Task set -
**1)** According to the psychedelic therapy text, why does ketamine have therapeutic value beyond its original use in anesthesia? Answer in one to three sentences.
**2)** Repeat the stretch of the psychedelic therapy text from "Ketamine is a" through "and healthier individuals.".

Selected text -
━━━━━━━━━━━━━━━━━━━━
The recent re-emerging psychedelic renaissance has offered a number of promising medical benefits for patients suffering of mental health conditions. Most notably, there have been research developments in the use of MDMA, cannabis, ketamine, psilocybin, and ayahuasca, among other substances in therapeutic settings. Read more to learn about which modalities are being offered at the Behavioral Wellness Clinic.
Ketamine is a medication originally used for starting and maintaining anesthesia. However, ketamine also has major therapeutic benefits when used in a clinical setting, with research showing clear benefits for depression and suicidality. Ketamine assisted psychotherapy (KAP) has been can be helpful for helping people explore and process challenging emotional injuries, and it can produce new insights and perspectives surrounding these pain points. With the guidance of a trained therapist, KAP can aid clients in addressing thought processes which hold them back to develop new, healthier ones that can help them move forward with their lives as happier and healthier individuals.
━━━━━━━━━━━━━━━━━━━━
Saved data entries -
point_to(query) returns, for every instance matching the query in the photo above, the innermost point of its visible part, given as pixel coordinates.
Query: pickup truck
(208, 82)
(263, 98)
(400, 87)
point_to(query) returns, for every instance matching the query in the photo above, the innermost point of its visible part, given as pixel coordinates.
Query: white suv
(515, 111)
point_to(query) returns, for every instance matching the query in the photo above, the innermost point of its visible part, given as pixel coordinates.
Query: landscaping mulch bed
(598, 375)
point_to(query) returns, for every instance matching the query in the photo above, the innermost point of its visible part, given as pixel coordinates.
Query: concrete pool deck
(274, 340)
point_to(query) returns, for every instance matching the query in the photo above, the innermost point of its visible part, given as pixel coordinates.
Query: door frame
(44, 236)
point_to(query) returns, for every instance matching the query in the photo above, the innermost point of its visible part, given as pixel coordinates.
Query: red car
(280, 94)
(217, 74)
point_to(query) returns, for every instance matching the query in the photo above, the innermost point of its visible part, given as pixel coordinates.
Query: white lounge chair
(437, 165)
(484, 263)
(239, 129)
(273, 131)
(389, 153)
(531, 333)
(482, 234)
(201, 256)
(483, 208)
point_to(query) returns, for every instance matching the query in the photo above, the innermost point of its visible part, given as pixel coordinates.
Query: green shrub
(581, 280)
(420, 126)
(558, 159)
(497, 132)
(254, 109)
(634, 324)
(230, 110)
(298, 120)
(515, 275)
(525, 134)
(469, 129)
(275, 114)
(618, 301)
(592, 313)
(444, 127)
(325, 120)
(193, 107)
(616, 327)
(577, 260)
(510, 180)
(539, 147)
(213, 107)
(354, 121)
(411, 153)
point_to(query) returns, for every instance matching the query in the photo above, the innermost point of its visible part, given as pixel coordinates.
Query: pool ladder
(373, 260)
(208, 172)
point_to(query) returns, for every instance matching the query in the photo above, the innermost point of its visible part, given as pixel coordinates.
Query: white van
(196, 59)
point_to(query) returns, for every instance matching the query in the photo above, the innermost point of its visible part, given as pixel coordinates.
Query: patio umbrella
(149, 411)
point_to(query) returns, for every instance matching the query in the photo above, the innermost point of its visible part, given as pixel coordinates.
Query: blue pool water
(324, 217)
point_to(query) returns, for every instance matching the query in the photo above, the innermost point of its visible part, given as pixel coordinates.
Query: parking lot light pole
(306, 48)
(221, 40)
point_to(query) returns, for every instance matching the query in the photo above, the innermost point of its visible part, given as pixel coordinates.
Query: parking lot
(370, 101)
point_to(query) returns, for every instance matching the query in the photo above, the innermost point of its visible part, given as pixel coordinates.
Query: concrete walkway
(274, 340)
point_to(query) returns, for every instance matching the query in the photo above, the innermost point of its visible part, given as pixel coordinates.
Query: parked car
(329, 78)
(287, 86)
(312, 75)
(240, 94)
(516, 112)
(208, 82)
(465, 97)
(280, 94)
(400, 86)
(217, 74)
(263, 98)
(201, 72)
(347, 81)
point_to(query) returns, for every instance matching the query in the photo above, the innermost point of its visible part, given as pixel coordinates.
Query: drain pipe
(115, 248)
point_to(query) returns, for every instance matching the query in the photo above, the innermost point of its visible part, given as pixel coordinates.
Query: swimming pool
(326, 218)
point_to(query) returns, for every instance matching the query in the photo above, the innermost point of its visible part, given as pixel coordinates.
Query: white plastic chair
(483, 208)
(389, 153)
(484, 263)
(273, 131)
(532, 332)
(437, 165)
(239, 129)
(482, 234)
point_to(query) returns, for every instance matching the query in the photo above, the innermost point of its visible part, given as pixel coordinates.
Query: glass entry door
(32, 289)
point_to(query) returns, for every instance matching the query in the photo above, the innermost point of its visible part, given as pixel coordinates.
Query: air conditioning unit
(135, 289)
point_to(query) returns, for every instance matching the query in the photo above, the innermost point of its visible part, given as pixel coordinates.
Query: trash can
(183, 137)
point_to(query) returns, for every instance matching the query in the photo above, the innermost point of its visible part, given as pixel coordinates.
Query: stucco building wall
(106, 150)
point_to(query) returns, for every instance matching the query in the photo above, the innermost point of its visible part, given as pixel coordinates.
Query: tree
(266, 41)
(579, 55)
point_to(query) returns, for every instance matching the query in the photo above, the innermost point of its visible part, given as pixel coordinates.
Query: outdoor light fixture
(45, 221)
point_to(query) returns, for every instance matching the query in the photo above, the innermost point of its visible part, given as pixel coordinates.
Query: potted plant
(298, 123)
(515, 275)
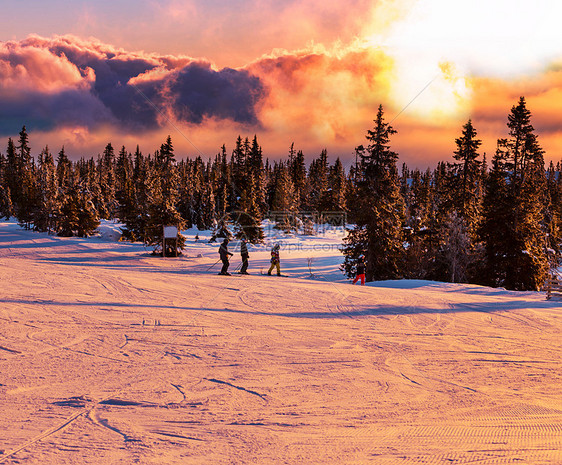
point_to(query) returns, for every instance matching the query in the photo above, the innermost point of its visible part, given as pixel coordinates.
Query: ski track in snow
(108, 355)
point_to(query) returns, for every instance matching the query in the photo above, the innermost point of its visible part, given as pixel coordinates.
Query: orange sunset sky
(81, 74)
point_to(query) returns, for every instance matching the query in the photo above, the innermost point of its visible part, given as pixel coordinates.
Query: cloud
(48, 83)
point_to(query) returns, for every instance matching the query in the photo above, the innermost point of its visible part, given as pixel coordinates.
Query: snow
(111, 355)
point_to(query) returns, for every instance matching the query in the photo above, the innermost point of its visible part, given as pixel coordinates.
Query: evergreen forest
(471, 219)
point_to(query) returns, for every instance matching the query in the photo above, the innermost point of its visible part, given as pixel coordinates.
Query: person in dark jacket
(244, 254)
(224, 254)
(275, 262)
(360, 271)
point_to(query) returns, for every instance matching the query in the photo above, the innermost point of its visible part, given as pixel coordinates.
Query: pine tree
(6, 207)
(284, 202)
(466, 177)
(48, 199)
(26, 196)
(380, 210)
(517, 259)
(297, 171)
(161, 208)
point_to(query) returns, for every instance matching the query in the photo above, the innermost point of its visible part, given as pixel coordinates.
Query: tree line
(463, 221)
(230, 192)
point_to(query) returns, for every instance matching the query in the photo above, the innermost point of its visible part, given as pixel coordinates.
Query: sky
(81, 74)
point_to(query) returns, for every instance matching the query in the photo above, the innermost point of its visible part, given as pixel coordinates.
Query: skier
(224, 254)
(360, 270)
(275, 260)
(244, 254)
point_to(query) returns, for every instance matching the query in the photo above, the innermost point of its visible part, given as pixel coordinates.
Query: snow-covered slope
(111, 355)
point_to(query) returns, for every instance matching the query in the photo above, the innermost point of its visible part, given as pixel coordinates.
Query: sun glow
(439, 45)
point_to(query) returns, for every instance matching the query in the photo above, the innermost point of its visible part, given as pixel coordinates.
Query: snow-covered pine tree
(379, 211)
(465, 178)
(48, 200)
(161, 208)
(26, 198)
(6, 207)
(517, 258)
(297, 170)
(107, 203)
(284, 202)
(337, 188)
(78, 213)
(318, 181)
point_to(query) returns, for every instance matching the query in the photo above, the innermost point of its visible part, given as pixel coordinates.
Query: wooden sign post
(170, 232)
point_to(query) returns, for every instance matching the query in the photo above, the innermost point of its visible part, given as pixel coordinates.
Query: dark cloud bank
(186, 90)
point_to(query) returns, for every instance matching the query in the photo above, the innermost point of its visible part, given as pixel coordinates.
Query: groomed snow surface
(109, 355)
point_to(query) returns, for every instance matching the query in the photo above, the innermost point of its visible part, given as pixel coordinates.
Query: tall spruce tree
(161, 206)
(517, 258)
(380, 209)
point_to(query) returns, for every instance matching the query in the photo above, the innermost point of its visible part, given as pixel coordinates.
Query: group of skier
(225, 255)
━━━━━━━━━━━━━━━━━━━━
Activity answers -
**1)** When used in a clinical setting, ketamine has major therapeutic benefits. Research shows clear benefits for depression and suicidality.

**2)**
Ketamine is a medication originally used for starting and maintaining anesthesia. However, ketamine also has major therapeutic benefits when used in a clinical setting, with research showing clear benefits for depression and suicidality. Ketamine assisted psychotherapy (KAP) has been can be helpful for helping people explore and process challenging emotional injuries, and it can produce new insights and perspectives surrounding these pain points. With the guidance of a trained therapist, KAP can aid clients in addressing thought processes which hold them back to develop new, healthier ones that can help them move forward with their lives as happier and healthier individuals.